• Text extract:
......
Macro Foundations | Published for the week ahead
Geopolitical risk has escalated sharply since this brief was published. The Strait of Hormuz has seen zero oil tanker transits for the first time in recorded history, with a full naval blockade now in effect. Negotiations between the US and Iran have collapsed, with Iranian state media confirming rejection of the second round of talks and citing deception concerns. Threats of infrastructure strikes on Iranian bridges and power plants are now on the table. Institutional commentary flagged a suspicious $325 million S&P 500 futures long taken at the exact timestamp as $760 million in crude shorts on Friday at 8:24 AM ET, just 21 minutes before diplomatic breakdown headlines hit. Money market funds posted record outflows of -$172.2 billion last week. The macro picture for Monday has shifted from data-driven to geopolitically-driven. Crude oil, energy equities, and safe havens are the three asset classes most exposed to Sunday night futures.
Friday’s close painted a picture of broad risk appetite across nearly every asset class, but beneath the surface, cross-asset alignment is telling a more nuanced story. Equities at 52-week highs, Gold (XAU/USD) at record levels, crude in freefall, and a softening dollar create a macro environment where the direction is clear but the sustainability is debatable.
......
• Dataset records:
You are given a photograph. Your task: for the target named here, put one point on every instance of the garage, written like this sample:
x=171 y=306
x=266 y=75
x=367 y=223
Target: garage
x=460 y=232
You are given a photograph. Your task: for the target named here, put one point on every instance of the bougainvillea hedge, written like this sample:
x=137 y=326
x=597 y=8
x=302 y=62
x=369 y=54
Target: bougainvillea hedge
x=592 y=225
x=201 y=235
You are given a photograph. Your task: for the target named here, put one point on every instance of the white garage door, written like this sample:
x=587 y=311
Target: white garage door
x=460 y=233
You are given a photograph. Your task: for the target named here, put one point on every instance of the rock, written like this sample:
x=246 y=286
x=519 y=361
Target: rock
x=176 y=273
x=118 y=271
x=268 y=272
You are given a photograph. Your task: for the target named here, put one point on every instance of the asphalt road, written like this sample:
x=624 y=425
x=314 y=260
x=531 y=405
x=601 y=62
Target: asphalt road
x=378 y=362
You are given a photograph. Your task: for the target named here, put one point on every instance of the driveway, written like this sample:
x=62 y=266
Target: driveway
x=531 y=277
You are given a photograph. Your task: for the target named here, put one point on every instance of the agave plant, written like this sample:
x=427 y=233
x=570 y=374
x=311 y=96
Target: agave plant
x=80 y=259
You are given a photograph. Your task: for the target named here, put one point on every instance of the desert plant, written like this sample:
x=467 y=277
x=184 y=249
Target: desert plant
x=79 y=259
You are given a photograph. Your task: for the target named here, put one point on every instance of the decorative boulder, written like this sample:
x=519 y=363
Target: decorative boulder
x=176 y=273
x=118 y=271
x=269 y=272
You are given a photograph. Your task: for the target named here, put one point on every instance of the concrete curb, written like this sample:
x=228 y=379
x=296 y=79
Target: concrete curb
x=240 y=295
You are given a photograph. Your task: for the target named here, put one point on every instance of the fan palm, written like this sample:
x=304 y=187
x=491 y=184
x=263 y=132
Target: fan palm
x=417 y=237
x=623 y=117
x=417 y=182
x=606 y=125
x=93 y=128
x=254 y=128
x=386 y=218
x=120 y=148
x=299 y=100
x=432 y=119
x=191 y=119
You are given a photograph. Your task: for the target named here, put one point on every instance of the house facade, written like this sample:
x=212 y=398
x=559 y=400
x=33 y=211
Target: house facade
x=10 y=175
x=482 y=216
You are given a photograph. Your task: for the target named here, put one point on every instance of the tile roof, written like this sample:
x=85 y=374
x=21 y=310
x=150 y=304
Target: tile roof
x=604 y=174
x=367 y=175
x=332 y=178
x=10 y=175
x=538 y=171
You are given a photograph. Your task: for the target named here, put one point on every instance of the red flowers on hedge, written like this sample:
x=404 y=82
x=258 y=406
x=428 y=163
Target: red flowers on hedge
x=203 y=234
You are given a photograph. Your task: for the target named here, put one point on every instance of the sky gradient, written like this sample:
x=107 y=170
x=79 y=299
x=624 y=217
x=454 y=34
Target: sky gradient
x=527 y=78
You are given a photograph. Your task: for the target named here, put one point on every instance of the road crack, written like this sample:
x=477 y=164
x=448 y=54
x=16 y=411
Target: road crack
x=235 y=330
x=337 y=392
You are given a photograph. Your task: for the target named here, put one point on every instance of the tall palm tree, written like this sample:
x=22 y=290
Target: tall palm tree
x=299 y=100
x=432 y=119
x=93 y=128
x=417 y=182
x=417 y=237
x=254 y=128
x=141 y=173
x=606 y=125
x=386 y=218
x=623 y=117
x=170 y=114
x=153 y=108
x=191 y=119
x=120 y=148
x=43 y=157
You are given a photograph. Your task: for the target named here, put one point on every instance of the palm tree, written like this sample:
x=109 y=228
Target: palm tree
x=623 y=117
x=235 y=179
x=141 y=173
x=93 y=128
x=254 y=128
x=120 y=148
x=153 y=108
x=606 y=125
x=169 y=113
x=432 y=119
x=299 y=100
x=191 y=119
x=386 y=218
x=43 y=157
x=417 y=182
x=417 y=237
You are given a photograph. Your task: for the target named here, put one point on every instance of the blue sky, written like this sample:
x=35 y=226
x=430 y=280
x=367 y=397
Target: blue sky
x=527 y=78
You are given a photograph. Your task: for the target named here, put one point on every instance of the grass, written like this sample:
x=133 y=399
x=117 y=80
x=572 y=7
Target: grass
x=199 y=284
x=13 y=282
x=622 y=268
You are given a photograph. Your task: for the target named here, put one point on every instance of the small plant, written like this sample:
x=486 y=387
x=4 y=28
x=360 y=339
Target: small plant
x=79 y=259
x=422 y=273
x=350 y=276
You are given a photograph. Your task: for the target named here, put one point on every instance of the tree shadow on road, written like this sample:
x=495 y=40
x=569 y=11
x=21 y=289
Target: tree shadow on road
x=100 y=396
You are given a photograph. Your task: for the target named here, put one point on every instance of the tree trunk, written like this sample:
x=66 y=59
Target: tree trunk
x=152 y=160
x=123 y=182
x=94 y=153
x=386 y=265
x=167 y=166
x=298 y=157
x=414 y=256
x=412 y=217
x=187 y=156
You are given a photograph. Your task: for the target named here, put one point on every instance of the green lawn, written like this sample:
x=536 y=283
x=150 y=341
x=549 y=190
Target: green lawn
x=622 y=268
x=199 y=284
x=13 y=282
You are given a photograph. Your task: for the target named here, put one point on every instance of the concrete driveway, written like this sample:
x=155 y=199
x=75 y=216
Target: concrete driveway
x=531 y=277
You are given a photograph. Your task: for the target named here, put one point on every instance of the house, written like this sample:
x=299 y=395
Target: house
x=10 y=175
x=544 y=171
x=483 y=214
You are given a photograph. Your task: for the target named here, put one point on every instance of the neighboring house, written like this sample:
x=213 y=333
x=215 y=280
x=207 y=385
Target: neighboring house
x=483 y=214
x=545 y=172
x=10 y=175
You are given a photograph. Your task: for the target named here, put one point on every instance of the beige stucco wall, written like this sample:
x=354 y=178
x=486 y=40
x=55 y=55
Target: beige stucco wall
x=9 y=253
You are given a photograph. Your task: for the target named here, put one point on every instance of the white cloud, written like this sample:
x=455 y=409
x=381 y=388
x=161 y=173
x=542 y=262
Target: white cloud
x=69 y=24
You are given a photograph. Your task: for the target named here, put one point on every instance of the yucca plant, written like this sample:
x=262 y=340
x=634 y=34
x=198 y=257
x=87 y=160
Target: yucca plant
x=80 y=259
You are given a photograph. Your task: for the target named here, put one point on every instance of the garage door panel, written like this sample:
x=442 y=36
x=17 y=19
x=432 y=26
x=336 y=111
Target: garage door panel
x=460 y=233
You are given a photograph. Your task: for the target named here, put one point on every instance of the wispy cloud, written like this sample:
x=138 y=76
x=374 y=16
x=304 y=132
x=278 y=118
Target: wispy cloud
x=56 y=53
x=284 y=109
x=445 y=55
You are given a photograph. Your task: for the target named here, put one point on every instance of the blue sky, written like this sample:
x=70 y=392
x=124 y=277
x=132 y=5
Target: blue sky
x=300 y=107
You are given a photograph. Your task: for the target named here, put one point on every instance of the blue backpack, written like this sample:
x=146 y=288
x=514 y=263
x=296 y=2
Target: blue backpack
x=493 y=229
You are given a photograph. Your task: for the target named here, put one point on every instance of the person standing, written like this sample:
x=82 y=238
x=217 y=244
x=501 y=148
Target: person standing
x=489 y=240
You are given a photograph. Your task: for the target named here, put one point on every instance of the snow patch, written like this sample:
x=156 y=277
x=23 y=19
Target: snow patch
......
• Problem set:
(a) Translate this sentence from the macro brief into French: "The macro picture for Monday has shifted from data-driven to geopolitically-driven."
(b) Echo everything in the macro brief from "Friday’s close painted" down to "sustainability is debatable.", word for word.
(c) Carry on the macro brief from the point where it stops.
The records above are separate material, unrelated to the macro brief.

• Results:
(a) Le contexte macroéconomique pour lundi est passé d'une dynamique guidée par les données à une dynamique guidée par la géopolitique.

(b)
Friday’s close painted a picture of broad risk appetite across nearly every asset class, but beneath the surface, cross-asset alignment is telling a more nuanced story. Equities at 52-week highs, Gold (XAU/USD) at record levels, crude in freefall, and a softening dollar create a macro environment where the direction is clear but the sustainability is debatable.

(c)
The week ahead brings IMF and World Bank meetings on Monday, with a light US data calendar that leaves positioning and central bank rhetoric as the primary drivers.
Economic Data — Week in Review
| Release | Actual | Forecast | Surprise | Market Reaction |
|---|---|---|---|---|
| Fed Barkin speech (Fri) | Hawkish lean | Neutral expected | Mild hawk | Market ignored. Equities rallied through it |
| Fed Waller speech (Fri) | Data-dependent | Neutral expected | Non-event | No measurable reaction. Already priced |
| IMF/World Bank (Mon ahead) | Pending | Growth downgrades expected | TBD | Could set tone for full week |
| US calendar (week ahead) | Light | Minimal releases | N/A | Earnings and geopolitics fill the vacuum |
Cross-Asset Macro Alignment
| Asset | Price | Weekly Change | Macro Signal | Alignment |
|---|---|---|---|---|
| S&P 500 (SPY) | 7,126 | +1.20% | Risk-on. New highs | Bullish |
| Gold (XAU/USD) | 4,849 | +1.48% | Inflation hedge + safe haven | Bullish (watch for equity divergence) |
| Crude Oil (CL) | 84.00 | -9.41% | Demand destruction signal | Bearish macro input |
| US Dollar Index (DXY) | 98.07 | -0.13% | Dollar weakening | Supports risk assets |
| US 10Y (proxy via LQD) | Institutional buying | Credit demand rising | Rates stable to lower | Supports duration |
| EUR/USD | 1.176 | -0.16% | Mild dollar strength vs euro | Mixed |
| Bitcoin (BTC) | 77,031 | +3.27% | Risk appetite expanding | Bullish confirmation |
| Copper | 6.08 | +0.63% | Industrial demand intact | Mild bullish |
When six of eight macro signals agree, the overall environment favours risk-on positioning, but the crude signal deserves attention because it often leads broader risk by 2-4 weeks.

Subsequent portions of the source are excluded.